**Assignment 1:**
From the Vanishing Monuments article, quote the passage that opens with the words containing "John Elizabeth Stinzl's novel" and closes with "storm of depression.".
**Assignment 2:**
The Vanishing Monuments article has a sentence about hearing the author talk. List each circumstance it names for doing so, from "on your laptop" to the end of that sentence.

**Document text:**
^^^^^^^^

If You're Sad (And We Kind Of All Are) This Ontario Author's Video Will Probably Help

John Elizabeth Stinzl's talk about their novel Vanishing Monuments is free today
If You're Sad (And We Kind Of All Are) This Ontario Author's Video Will Probably Help
Courtesy of Toronto International Festival of Authors
Contributor

Sometimes reading a sad story can be the best thing to snap you out of your own Toronto funk.

Hearing the author talk about it as part of a virtual literary festival on your laptop, with your eyes closed, maybe in the dark, maybe holding a plushie a little too tight, can be even better.

If your grief's a little deeper, taking in the words of someone who's spent months or years figuring out their characters' heartbreak can help you understand your own a bit better.

John Elizabeth Stinzl's novel about a non-binary character's struggle with the slow loss of a mother they were sort of iffy on in the first place has been called "unforgettable."

Editor's Choice: If You Haven't Been Touched For Six Months This Toronto Lit Fest Is For You

What I don't remember is the sound of her voice. I've been trying not to. It's easier to believe that she never said a word, that she was mute, than to think of her falling in and out of muteness. First, because of the electric storm of depression.

^^^^^^^^

**Source material:**

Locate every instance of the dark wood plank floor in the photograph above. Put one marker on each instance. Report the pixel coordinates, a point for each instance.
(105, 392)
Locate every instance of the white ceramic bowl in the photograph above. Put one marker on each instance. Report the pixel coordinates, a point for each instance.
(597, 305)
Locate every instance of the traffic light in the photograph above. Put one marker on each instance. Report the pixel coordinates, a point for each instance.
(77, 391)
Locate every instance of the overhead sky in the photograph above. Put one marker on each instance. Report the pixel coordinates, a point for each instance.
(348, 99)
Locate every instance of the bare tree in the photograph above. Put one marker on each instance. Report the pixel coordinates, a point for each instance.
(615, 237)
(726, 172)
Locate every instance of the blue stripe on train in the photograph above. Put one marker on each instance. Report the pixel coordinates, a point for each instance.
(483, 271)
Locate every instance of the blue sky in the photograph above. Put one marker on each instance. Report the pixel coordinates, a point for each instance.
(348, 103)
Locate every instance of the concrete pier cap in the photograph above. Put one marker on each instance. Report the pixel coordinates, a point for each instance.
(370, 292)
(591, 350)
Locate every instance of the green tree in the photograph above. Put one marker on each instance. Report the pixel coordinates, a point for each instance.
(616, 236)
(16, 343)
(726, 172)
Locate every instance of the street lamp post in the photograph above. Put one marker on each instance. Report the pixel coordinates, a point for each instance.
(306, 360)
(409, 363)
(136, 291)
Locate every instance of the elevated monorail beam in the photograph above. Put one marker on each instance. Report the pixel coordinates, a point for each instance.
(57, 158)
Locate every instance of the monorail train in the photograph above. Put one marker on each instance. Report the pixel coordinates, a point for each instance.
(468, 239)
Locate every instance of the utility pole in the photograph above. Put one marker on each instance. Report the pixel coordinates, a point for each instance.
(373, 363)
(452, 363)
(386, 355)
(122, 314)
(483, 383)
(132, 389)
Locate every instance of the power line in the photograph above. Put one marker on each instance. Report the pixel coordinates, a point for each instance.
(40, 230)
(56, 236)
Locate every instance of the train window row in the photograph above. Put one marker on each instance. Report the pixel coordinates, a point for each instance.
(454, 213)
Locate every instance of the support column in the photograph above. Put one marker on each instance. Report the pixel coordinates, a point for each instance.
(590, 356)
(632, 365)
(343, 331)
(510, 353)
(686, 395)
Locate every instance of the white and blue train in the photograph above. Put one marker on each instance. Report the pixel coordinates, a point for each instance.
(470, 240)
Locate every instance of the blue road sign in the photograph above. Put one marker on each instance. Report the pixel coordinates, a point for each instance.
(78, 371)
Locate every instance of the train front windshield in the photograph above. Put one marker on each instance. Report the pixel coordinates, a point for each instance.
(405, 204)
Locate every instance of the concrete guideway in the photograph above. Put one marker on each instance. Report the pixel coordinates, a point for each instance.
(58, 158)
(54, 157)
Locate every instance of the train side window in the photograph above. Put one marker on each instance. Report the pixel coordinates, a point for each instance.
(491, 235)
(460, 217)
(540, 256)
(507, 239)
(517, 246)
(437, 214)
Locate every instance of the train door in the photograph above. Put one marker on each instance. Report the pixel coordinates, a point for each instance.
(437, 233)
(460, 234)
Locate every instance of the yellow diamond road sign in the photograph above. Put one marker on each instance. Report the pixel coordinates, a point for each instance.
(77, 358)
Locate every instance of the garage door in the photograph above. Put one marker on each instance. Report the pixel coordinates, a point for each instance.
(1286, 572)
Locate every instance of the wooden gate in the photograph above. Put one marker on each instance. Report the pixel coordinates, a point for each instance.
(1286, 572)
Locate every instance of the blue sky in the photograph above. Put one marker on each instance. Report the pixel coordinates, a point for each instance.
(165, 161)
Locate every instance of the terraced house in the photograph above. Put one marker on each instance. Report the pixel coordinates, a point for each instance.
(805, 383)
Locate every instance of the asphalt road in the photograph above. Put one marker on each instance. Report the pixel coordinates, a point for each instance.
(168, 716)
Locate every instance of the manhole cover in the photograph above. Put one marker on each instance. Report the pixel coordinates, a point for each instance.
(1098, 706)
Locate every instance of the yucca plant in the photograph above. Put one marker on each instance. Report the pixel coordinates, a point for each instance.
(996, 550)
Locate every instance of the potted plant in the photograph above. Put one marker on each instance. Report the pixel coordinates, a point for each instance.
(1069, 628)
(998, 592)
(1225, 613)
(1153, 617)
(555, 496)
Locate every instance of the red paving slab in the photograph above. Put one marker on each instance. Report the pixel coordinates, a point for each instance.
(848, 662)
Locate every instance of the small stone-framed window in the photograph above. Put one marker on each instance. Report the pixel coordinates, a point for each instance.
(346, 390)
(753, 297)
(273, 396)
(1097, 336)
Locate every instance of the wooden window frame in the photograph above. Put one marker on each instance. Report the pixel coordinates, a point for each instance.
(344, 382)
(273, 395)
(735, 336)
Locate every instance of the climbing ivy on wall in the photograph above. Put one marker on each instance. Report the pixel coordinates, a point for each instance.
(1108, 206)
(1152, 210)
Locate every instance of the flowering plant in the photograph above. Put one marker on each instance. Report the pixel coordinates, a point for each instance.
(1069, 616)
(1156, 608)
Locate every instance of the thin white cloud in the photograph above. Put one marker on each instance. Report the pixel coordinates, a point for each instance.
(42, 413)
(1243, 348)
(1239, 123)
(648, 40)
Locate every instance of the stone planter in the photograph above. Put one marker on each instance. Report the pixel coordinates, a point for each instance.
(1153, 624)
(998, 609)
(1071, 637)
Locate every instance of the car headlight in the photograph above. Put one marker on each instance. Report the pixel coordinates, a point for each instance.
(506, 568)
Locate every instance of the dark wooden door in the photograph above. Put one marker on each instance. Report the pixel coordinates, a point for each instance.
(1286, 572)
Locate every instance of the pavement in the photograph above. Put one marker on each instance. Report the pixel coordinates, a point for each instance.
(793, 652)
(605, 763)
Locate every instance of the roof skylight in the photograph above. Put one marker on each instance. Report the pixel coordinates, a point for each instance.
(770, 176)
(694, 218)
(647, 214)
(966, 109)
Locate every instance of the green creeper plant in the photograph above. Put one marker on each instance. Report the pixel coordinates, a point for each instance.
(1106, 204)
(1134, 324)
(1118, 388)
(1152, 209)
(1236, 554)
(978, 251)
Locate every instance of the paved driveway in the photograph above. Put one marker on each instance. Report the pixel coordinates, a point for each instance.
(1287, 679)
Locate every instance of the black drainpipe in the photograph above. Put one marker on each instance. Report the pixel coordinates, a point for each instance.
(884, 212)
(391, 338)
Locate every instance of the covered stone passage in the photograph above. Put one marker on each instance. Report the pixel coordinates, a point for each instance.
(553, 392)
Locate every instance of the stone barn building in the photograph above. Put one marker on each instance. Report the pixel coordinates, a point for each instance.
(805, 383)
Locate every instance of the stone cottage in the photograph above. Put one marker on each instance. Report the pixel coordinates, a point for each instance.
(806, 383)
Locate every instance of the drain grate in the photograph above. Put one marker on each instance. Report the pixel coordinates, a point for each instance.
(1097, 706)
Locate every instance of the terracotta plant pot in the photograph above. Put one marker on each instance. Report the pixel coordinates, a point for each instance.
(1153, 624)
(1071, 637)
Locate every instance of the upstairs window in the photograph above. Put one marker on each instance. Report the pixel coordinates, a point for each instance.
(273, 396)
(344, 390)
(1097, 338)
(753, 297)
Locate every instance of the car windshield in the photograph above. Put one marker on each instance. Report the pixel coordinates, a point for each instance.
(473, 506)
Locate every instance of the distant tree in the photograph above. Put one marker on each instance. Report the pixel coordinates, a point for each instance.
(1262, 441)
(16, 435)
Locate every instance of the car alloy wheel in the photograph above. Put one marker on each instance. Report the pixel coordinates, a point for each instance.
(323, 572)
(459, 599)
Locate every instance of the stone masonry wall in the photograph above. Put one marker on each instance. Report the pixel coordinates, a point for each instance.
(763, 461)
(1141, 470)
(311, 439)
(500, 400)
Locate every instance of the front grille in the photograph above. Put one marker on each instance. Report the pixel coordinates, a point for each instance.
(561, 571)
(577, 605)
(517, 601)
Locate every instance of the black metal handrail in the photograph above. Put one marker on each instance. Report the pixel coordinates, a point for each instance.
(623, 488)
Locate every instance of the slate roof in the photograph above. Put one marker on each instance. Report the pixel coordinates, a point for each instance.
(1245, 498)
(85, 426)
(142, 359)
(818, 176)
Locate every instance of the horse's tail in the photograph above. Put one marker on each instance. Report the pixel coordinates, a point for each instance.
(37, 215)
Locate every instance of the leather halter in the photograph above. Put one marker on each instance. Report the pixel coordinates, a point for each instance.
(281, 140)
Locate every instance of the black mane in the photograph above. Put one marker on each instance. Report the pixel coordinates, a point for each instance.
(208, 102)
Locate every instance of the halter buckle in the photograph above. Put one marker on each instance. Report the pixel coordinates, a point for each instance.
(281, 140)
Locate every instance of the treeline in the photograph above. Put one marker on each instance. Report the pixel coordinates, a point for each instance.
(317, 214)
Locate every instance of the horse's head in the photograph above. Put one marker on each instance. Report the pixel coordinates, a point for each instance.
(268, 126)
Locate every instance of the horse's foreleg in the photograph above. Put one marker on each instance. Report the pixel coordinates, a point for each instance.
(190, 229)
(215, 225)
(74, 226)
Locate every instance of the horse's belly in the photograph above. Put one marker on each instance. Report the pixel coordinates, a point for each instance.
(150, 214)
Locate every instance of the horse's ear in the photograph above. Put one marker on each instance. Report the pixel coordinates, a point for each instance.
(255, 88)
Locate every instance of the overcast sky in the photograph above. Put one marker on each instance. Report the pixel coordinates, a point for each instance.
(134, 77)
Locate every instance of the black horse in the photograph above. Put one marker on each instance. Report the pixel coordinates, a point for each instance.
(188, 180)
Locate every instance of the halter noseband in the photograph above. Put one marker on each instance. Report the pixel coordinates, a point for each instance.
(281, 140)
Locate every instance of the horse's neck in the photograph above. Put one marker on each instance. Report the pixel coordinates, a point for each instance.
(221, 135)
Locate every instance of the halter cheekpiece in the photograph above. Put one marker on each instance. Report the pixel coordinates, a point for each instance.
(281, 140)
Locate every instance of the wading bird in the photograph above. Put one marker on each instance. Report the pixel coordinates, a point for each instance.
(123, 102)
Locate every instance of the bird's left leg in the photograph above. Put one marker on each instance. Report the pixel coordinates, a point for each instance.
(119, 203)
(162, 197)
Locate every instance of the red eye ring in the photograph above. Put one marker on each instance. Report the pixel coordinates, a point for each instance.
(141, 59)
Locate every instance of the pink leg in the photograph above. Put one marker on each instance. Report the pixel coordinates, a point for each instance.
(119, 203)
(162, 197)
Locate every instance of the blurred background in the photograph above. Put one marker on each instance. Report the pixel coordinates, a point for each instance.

^^^^^^^^

**Written reply 1:**
John Elizabeth Stinzl's novel about a non-binary character's struggle with the slow loss of a mother they were sort of iffy on in the first place has been called "unforgettable."

Editor's Choice: If You Haven't Been Touched For Six Months This Toronto Lit Fest Is For You

What I don't remember is the sound of her voice. I've been trying not to. It's easier to believe that she never said a word, that she was mute, than to think of her falling in and out of muteness. First, because of the electric storm of depression.

**Written reply 2:**
- on your laptop
- with your eyes closed
- maybe in the dark
- maybe holding a plushie a little too tight